*Exercises to complete:*
1. In the Treasurer's Office records description, who was the first salaried Treasurer?
2. Rewrite the paragraph starting "H. H. Robbins, 1869, was Secretary" from the Treasurer's Office records description as a short bulleted list, keeping its main facts.

*Text provided:*
========================================================================

RG-T: Treasurer's Office Records
- US US-IaGG Archives/RG-T
- Coleção
- 1847 - 1980
Items in the Treasurer's Office record group span the years 1847-1980. Records from the 19th Century (Series 1 and 4) consist chiefly of ledgers, journals, and donor lists.
Prior to 1887 the college had no office force, and a Trustee served as Treasurer (without salary). Several local bankers serves as treasurers and auditors during the Gates' administration, The first salaried Treasurer was H. H. Robbins.
H. H. Robbins, 1869, was Secretary and Treasurer of Iowa College 1887-1906, and was a Trustee 1890-1906. Prior to 1887 he was a Congregational minister and a railroad engineer. He was the son of Iowa Band Member A. B. Robbins, who was the first president of the Board.
H. W. Somers, 1882, became Business Manager and Secretary in 1907. His duties were to direct the financial and accounting system of the college and to direct fund raising. In 1916 his title changed to Secretary and Treasurer, and Louis Pyelps became Business Manager. Somers served until 1919.
Louis Phelps came as Business Manager in 1916, was college Treasurer 1919-1949. He was Secretary of the Grinnell College Foundation 1917-ca. 1954. Prior to coming to Grinnell he was a construction engineer, and was involved in construction of the women’s quadrangle 1914-1916.
Rupert Hawk, Treasurer, 1949-1956
Charles Kaufman served as Accountant 1942-1956 and as Treasurer 1956-1966
Donald Lambie, Treasurer, 1966-1972
Robert Anderson, Treasurer, 1972-1988
Waldo Walker, Treasurer, 1988-1990
David Clay, Treasurer, 1990-
From about 1913 to 1940 the college expanded its facilities dramatically. Louis Phelps, College Treasurer 1919-1949, and Grinnell College Foundation Secretary 1917-ca.1954, preserved most of the papers which expedited the financing and construction of the dormitories and a few other buildings during this period. Series 3-5 are from his files.

========================================================================

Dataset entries
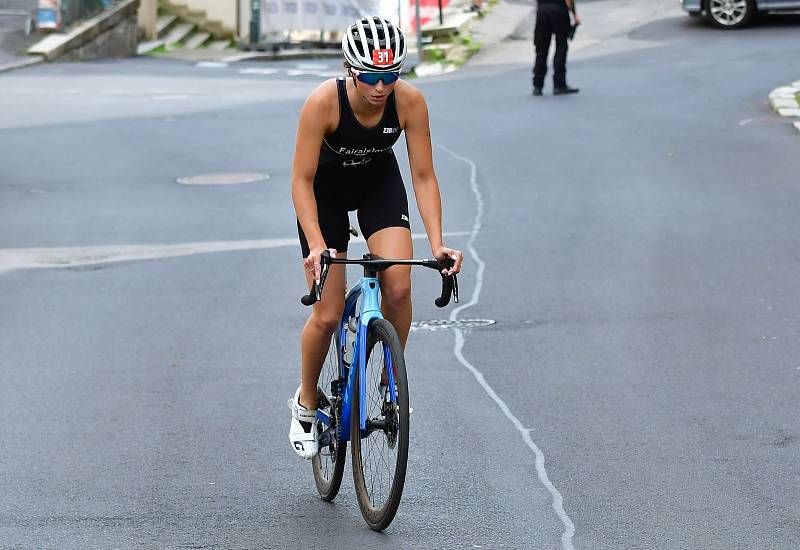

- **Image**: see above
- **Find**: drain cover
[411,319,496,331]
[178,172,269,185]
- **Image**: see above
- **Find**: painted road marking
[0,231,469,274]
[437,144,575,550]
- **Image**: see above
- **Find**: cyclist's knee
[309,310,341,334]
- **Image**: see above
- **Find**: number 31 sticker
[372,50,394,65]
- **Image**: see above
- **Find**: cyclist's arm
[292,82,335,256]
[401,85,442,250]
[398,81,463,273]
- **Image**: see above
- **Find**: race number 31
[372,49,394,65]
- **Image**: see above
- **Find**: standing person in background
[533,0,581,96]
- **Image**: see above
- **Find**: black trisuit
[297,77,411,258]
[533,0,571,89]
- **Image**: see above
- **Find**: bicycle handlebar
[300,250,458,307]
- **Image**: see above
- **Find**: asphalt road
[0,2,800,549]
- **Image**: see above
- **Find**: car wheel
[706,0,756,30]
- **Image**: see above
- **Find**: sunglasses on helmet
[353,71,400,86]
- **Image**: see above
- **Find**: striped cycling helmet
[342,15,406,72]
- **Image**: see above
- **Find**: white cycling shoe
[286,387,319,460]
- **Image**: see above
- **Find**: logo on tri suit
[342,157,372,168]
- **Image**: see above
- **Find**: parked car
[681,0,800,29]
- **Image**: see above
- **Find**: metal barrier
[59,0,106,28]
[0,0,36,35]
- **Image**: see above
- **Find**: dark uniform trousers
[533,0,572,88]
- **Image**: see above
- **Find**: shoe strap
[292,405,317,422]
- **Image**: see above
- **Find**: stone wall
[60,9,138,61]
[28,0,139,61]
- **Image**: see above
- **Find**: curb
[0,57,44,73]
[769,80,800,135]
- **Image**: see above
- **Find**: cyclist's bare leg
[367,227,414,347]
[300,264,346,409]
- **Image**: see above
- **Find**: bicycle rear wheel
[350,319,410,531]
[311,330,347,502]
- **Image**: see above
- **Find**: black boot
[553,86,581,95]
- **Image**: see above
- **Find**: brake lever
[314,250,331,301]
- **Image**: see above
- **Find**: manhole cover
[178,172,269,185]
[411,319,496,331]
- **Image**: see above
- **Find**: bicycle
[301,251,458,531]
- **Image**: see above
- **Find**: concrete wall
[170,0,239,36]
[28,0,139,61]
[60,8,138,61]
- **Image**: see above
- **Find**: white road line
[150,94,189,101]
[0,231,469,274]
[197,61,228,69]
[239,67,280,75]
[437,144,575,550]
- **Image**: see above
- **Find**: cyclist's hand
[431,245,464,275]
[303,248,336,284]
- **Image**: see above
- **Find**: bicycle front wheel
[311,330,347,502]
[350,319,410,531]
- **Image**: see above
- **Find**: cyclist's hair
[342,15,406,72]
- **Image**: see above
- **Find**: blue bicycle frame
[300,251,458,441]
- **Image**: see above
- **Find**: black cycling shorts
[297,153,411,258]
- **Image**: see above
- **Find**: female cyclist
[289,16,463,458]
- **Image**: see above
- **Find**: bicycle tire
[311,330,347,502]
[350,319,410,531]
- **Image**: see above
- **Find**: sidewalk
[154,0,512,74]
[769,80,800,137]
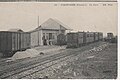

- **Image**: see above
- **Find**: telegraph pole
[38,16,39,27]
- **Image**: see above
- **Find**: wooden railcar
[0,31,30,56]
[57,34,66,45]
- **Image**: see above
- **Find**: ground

========================================================================

*Response list:*
1. H. H. Robbins

2.
- H. H. Robbins, 1869, was Secretary and Treasurer of Iowa College from 1887 to 1906.
- He was a Trustee from 1890 to 1906.
- Before 1887 he was a Congregational minister and a railroad engineer.
- His father, Iowa Band member A. B. Robbins, was the first president of the Board.